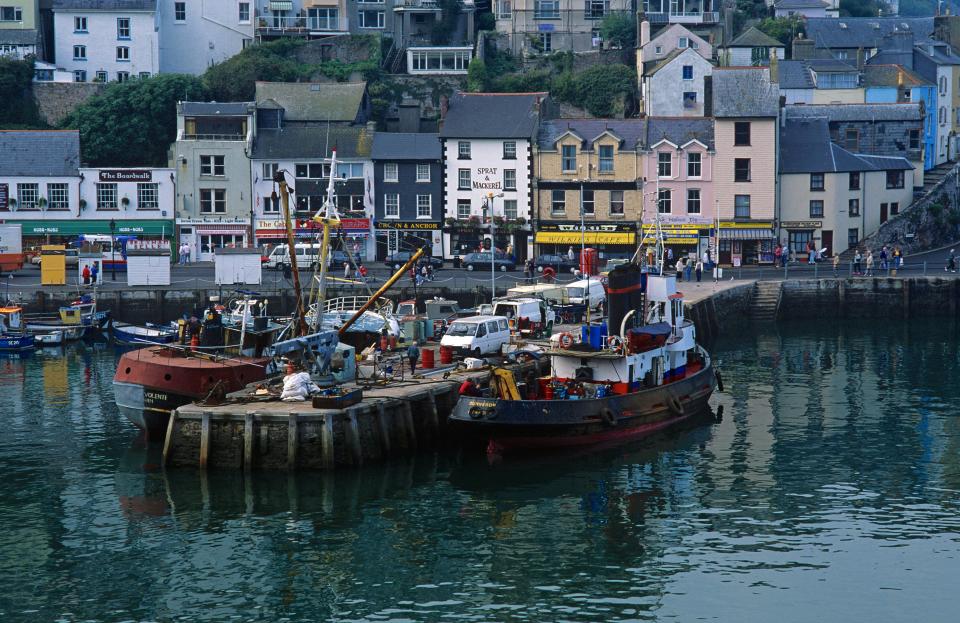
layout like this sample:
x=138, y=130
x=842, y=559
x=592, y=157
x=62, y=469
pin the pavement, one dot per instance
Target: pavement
x=201, y=276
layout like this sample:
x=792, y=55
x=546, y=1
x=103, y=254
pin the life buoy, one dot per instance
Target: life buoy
x=615, y=343
x=674, y=404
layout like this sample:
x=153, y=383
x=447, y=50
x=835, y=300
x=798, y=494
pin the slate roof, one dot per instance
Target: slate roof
x=856, y=112
x=312, y=101
x=313, y=142
x=19, y=36
x=492, y=115
x=744, y=92
x=805, y=147
x=863, y=32
x=679, y=130
x=406, y=146
x=104, y=5
x=39, y=153
x=755, y=38
x=215, y=109
x=800, y=4
x=794, y=75
x=630, y=131
x=891, y=76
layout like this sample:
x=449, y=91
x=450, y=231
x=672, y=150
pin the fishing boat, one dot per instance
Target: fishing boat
x=13, y=337
x=646, y=373
x=53, y=338
x=126, y=333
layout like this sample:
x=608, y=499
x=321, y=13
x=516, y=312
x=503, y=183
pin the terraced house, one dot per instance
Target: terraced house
x=589, y=171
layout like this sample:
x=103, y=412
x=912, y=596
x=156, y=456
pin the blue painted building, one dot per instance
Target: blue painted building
x=893, y=84
x=408, y=180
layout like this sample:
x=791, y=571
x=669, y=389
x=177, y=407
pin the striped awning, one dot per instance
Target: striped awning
x=746, y=234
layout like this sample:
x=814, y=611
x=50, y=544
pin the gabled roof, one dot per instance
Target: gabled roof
x=755, y=38
x=19, y=36
x=315, y=142
x=215, y=109
x=891, y=76
x=405, y=146
x=314, y=101
x=856, y=112
x=39, y=153
x=104, y=5
x=807, y=148
x=801, y=4
x=492, y=115
x=629, y=131
x=863, y=32
x=678, y=131
x=794, y=75
x=744, y=92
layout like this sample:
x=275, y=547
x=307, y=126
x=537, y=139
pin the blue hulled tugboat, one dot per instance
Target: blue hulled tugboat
x=645, y=375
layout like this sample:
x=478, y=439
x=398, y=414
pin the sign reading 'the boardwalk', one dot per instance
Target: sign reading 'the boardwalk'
x=126, y=175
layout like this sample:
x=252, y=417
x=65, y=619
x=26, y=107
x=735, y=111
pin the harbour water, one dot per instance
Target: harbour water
x=828, y=491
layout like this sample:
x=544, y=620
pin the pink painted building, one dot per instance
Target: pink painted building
x=678, y=172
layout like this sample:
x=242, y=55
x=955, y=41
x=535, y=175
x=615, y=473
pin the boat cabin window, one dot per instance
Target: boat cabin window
x=462, y=328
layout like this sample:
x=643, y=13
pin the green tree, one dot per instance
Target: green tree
x=16, y=81
x=619, y=29
x=783, y=29
x=133, y=123
x=478, y=81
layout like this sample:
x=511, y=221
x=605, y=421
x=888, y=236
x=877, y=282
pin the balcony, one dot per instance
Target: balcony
x=293, y=26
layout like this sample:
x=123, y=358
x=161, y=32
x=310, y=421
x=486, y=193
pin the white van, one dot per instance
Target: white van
x=477, y=335
x=577, y=293
x=307, y=254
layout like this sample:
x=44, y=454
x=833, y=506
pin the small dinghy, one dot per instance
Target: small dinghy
x=126, y=333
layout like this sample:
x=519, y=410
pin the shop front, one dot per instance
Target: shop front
x=353, y=234
x=394, y=236
x=802, y=235
x=746, y=243
x=38, y=232
x=611, y=240
x=205, y=237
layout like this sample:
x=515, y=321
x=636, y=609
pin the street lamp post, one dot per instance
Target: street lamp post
x=113, y=250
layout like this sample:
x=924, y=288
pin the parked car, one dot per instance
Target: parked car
x=477, y=335
x=398, y=259
x=559, y=263
x=481, y=261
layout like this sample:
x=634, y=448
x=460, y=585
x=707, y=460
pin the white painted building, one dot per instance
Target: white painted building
x=106, y=40
x=195, y=35
x=487, y=144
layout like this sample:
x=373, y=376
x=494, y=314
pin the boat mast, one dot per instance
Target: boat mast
x=329, y=219
x=291, y=246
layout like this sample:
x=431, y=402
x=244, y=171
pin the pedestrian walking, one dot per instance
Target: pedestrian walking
x=413, y=354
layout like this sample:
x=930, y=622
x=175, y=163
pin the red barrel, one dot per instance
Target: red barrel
x=426, y=358
x=589, y=262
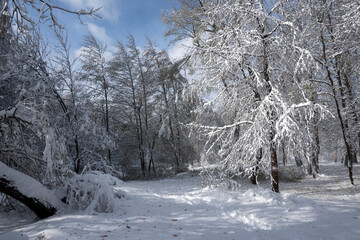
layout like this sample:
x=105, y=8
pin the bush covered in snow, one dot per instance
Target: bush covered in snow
x=291, y=173
x=93, y=192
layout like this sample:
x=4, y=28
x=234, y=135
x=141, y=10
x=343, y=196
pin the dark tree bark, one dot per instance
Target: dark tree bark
x=255, y=169
x=40, y=208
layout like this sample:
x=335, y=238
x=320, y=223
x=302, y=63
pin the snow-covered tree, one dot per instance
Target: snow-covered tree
x=253, y=61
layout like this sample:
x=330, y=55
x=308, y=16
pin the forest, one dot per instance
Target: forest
x=264, y=98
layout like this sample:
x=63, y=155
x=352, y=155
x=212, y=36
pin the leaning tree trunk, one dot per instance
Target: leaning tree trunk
x=28, y=191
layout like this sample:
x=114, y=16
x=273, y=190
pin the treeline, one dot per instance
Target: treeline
x=284, y=76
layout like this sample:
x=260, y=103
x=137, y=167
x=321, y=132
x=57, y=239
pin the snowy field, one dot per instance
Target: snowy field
x=181, y=208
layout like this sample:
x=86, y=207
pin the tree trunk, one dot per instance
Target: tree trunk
x=255, y=169
x=16, y=185
x=274, y=168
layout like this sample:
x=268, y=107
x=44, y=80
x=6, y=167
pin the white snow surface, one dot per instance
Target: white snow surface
x=29, y=186
x=181, y=208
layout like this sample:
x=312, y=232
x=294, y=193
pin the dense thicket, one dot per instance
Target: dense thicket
x=282, y=76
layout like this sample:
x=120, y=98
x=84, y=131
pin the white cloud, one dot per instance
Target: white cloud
x=99, y=33
x=179, y=49
x=110, y=8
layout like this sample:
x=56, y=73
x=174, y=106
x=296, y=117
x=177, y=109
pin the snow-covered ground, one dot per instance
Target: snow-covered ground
x=181, y=208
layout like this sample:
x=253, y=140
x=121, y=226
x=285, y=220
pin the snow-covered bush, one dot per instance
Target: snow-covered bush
x=291, y=173
x=93, y=192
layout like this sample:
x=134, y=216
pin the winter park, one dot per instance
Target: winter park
x=179, y=119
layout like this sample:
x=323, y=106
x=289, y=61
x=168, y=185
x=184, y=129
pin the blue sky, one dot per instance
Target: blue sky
x=119, y=18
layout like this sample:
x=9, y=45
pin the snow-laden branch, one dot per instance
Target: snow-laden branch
x=218, y=128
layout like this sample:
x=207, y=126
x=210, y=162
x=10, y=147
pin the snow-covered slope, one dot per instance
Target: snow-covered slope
x=181, y=208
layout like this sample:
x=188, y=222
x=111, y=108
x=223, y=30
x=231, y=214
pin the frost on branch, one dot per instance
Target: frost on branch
x=93, y=192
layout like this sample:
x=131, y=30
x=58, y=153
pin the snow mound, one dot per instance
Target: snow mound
================================
• SHORT EXERCISE: Please rewrite all the lines above with "one dot per instance" swapped for "one point per instance" everywhere it appears, changing nothing else. Leave the pictures out of your answer.

• EXERCISE OUTPUT:
layout like this sample:
x=138, y=130
x=842, y=559
x=592, y=157
x=62, y=469
pin the pavement, one point per instance
Target: pavement
x=201, y=276
layout like this sample:
x=792, y=55
x=546, y=1
x=103, y=254
pin the life buoy, one point per instance
Target: life buoy
x=615, y=343
x=674, y=404
layout like this sample:
x=153, y=383
x=447, y=50
x=835, y=300
x=798, y=494
pin the slate roof, one point per instance
Target: slate roof
x=856, y=112
x=312, y=101
x=313, y=142
x=19, y=36
x=492, y=115
x=744, y=92
x=805, y=147
x=863, y=32
x=679, y=130
x=406, y=146
x=104, y=5
x=39, y=153
x=755, y=38
x=215, y=109
x=800, y=4
x=794, y=75
x=630, y=131
x=891, y=76
layout like this sample:
x=449, y=91
x=450, y=231
x=672, y=150
pin the fishing boat, one point per instance
Target: fishing boat
x=13, y=337
x=646, y=373
x=53, y=338
x=126, y=333
layout like this sample:
x=608, y=499
x=321, y=13
x=516, y=312
x=503, y=183
pin the terraced house, one point per instance
Target: terraced house
x=589, y=171
layout like this sample:
x=103, y=412
x=912, y=596
x=156, y=456
pin the blue painted building, one point per instance
Target: blue painted building
x=893, y=84
x=408, y=180
layout like this sample:
x=791, y=571
x=669, y=389
x=177, y=407
pin the striped awning, one point per instance
Target: striped awning
x=746, y=234
layout like this sample:
x=814, y=611
x=50, y=544
pin the gabled roof, one point per instance
Target: gabled roof
x=755, y=38
x=19, y=36
x=315, y=142
x=215, y=109
x=891, y=76
x=405, y=146
x=314, y=101
x=856, y=112
x=39, y=153
x=104, y=5
x=807, y=148
x=801, y=4
x=492, y=115
x=629, y=131
x=863, y=32
x=678, y=131
x=794, y=75
x=744, y=92
layout like this sample:
x=275, y=547
x=307, y=126
x=537, y=139
pin the blue hulled tugboat, one point per instance
Target: blue hulled tugboat
x=645, y=375
layout like this sample:
x=478, y=439
x=398, y=414
pin the sign reading 'the boardwalk', one point per instance
Target: sign reading 'the boardwalk'
x=126, y=175
layout like this sample:
x=252, y=417
x=65, y=619
x=26, y=107
x=735, y=111
pin the harbour water, one point per instance
Target: harbour water
x=828, y=491
layout like this sample:
x=544, y=620
pin the pink painted building, one point per instance
Target: pink painted building
x=678, y=172
layout like this sample:
x=242, y=55
x=955, y=41
x=535, y=175
x=615, y=473
pin the boat cabin window, one point per instance
Target: boat cabin window
x=462, y=328
layout like this sample:
x=643, y=13
pin the green tree, one point per instance
Target: green tree
x=16, y=81
x=619, y=29
x=783, y=29
x=133, y=123
x=478, y=81
layout like this sample:
x=511, y=221
x=605, y=421
x=888, y=236
x=877, y=282
pin the balcony, one point per instance
Target: balcony
x=293, y=26
layout like this sample:
x=123, y=358
x=161, y=32
x=310, y=421
x=486, y=193
pin the white van, one point per instance
Target: white van
x=477, y=335
x=577, y=293
x=307, y=254
layout like this sample:
x=44, y=454
x=833, y=506
pin the small dinghy, one point per instance
Target: small dinghy
x=126, y=333
layout like this sample:
x=519, y=410
pin the shop front, one point per instance
Target: shop front
x=353, y=234
x=394, y=236
x=802, y=235
x=746, y=243
x=38, y=232
x=611, y=240
x=205, y=237
layout like this sample:
x=515, y=321
x=636, y=609
pin the street lamp post, one point per instance
Target: street lamp post
x=113, y=250
layout like this sample:
x=924, y=288
pin the parked car, one point per instance
Target: parked car
x=477, y=335
x=398, y=259
x=559, y=263
x=481, y=261
layout like this sample:
x=634, y=448
x=460, y=585
x=707, y=460
pin the white painted building, one point per instance
Target: white painted building
x=106, y=40
x=195, y=35
x=487, y=144
layout like this sample:
x=373, y=376
x=494, y=314
pin the boat mast, one point per instance
Target: boat mast
x=329, y=219
x=291, y=246
layout like this sample:
x=431, y=402
x=244, y=171
pin the pedestrian walking, one point per instance
Target: pedestrian walking
x=413, y=354
layout like this sample:
x=930, y=622
x=175, y=163
pin the red barrel, one point per instance
Target: red barrel
x=426, y=358
x=589, y=262
layout like this sample:
x=105, y=8
pin the bush covered in snow, one point per instance
Target: bush covered in snow
x=291, y=173
x=93, y=192
layout like this sample:
x=4, y=28
x=234, y=135
x=141, y=10
x=343, y=196
pin the dark tree bark, one point per instance
Target: dark tree bark
x=255, y=169
x=40, y=208
layout like this sample:
x=335, y=238
x=320, y=223
x=302, y=63
pin the snow-covered tree, one point per instance
Target: snow-covered tree
x=253, y=61
layout like this sample:
x=330, y=55
x=308, y=16
pin the forest, one point per instance
Target: forest
x=264, y=98
layout like this sample:
x=63, y=155
x=352, y=155
x=212, y=36
pin the leaning tree trunk, one point per instance
Target: leaning tree trunk
x=28, y=191
layout like this sample:
x=114, y=16
x=273, y=190
pin the treeline, one point per instance
Target: treeline
x=284, y=76
layout like this sample:
x=260, y=103
x=137, y=167
x=321, y=132
x=57, y=239
pin the snowy field, one point per instance
Target: snowy field
x=181, y=208
layout like this sample:
x=86, y=207
pin the tree trunk, one point per instance
Target: tree trunk
x=255, y=169
x=16, y=185
x=274, y=168
layout like this sample:
x=268, y=107
x=44, y=80
x=6, y=167
pin the white snow surface, one point per instance
Target: white snow surface
x=29, y=186
x=181, y=208
layout like this sample:
x=312, y=232
x=294, y=193
pin the dense thicket, one point per instance
Target: dense thicket
x=282, y=76
layout like this sample:
x=120, y=98
x=84, y=131
pin the white cloud, one point per instance
Target: white cloud
x=99, y=33
x=179, y=49
x=110, y=8
layout like this sample:
x=56, y=73
x=174, y=106
x=296, y=117
x=177, y=109
pin the snow-covered ground, one point per instance
Target: snow-covered ground
x=181, y=208
layout like this sample:
x=253, y=140
x=121, y=226
x=285, y=220
pin the snow-covered bush, one point per instance
Target: snow-covered bush
x=291, y=173
x=93, y=192
layout like this sample:
x=134, y=216
pin the winter park, one point per instance
Target: winter park
x=179, y=119
layout like this sample:
x=323, y=106
x=289, y=61
x=168, y=185
x=184, y=129
pin the blue sky, one point per instance
Target: blue sky
x=119, y=18
layout like this sample:
x=9, y=45
pin the snow-laden branch, one point per instance
Target: snow-laden branch
x=218, y=128
layout like this sample:
x=207, y=126
x=210, y=162
x=10, y=147
pin the snow-covered slope, one point per instance
Target: snow-covered slope
x=181, y=208
layout like this sample:
x=188, y=222
x=111, y=108
x=223, y=30
x=231, y=214
pin the frost on branch, one point per instance
Target: frost on branch
x=93, y=192
layout like this sample:
x=131, y=30
x=58, y=153
pin the snow mound, one point per instance
Target: snow mound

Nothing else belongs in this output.